_Goal_
Update the lines below by changing "tree trunk" to "tree stump" and leave everything else unchanged.

_Records provided_
____________________

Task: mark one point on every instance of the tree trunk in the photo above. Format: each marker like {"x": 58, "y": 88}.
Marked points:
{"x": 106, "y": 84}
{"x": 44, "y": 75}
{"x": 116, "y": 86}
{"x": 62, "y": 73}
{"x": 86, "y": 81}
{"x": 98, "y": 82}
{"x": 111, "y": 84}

____________________

_Exercise answer_
Task: mark one point on every instance of the tree stump in the photo above. Format: each marker like {"x": 58, "y": 88}.
Marked points:
{"x": 106, "y": 84}
{"x": 44, "y": 75}
{"x": 116, "y": 86}
{"x": 62, "y": 73}
{"x": 86, "y": 81}
{"x": 98, "y": 82}
{"x": 111, "y": 84}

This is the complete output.